-------- Source data --------

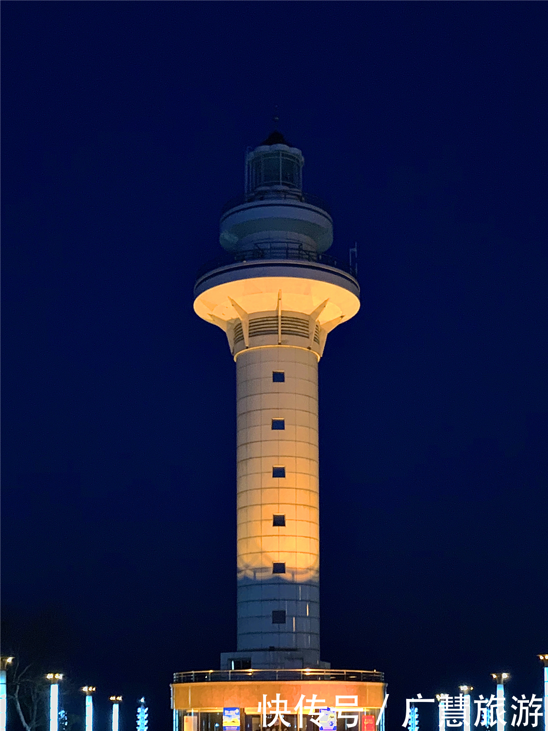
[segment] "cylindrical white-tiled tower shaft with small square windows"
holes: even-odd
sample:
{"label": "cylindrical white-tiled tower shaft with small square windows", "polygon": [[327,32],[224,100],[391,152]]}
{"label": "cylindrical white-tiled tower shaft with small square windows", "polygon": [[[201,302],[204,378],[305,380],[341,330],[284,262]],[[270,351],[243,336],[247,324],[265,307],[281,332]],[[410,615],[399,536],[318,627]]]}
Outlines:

--------

--- What the exercise asks ---
Show the lines of the records that contain the word "square".

--- Exercise result ---
[segment] "cylindrical white-tiled tower shaft with small square windows"
{"label": "cylindrical white-tiled tower shaft with small square windows", "polygon": [[327,32],[224,100],[391,152]]}
{"label": "cylindrical white-tiled tower shaft with small square windows", "polygon": [[[201,302],[204,378],[305,380],[341,330],[284,262]],[[270,351],[243,336],[247,324],[265,307],[281,332]],[[410,615],[399,536],[318,627]]]}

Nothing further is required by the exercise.